**GIVEN PASSAGE:**
Studio album by Ida Maria
- Released: November 8, 2010 (Norway)^{[non-primary source needed]} June 7, 2011 (United States)^{[non-primary source needed]}
- Recorded: Summer 2010
- Genre: Punk, rock, blues rock
- Length: 34:36
- Label: Universal, Island Def Jam Records
- Producer: Butch Walker

Ida Maria chronology
| Fortress Round My Heart (2008) | Katla (2010) | Love Conquers All (2013) |

Alternative cover
- United States cover

= Katla (album) =

Katla is the second album by Norwegian singer-songwriter Ida Maria. It was released in Norway in September 2010 and internationally in June 2011.

**DIRECTION A:**
Print the passage on the album Katla from "Alternative cover" up to and including "in June 2011.".
**DIRECTION B:**
Summarize the passage on the album Katla in two sentences.
**DIRECTION C:**
Write the next part of the passage on the album Katla, picking up after its final sentence.

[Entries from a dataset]
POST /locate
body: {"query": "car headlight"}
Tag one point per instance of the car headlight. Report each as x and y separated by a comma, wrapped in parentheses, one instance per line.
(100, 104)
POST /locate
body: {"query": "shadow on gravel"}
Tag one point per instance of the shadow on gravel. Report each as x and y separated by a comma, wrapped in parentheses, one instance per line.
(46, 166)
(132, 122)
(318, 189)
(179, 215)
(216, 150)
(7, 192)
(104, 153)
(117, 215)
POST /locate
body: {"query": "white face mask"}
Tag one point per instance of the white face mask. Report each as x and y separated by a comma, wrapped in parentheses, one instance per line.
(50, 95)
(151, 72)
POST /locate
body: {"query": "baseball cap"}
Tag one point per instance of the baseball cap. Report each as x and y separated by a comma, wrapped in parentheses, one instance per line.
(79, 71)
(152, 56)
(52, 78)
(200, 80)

**EXERCISE RESPONSE A:**
Alternative cover
- United States cover

= Katla (album) =

Katla is the second album by Norwegian singer-songwriter Ida Maria. It was released in Norway in September 2010 and internationally in June 2011.

**EXERCISE RESPONSE B:**
Katla is the second album by Norwegian singer-songwriter Ida Maria, recorded in summer 2010 and produced by Butch Walker. It spans the punk, rock, and blues rock genres and was issued on the Universal and Island Def Jam Records labels.

**EXERCISE RESPONSE C:**
==Album information==
The album was recorded in Santa Monica, Los Angeles, sometime during the Summer of 2010, while the Eyjafjallajökull volcano erupted, which led Ida Maria to title it Katla. The original edition of the album featured, on its cover, a photo of the volcano taken in 1918. Produced by Butch Walker (Avril Lavigne, P!NK), it was considered by Maria as a good opportunity to experiment.

The two advance tracks before the international release were "Bad Karma" and "Cherry Red". In Norway, the first single was "Quite Nice People", which was promoted by a video directed by Stone Elvestad. Additionally, "Bad Karma" was featured in the 2011 film Scream 4.

The track "10,000 Lovers" is partially sung in Ida Maria's native Norwegian and, therefore, marks the first time the singer does so in an official release.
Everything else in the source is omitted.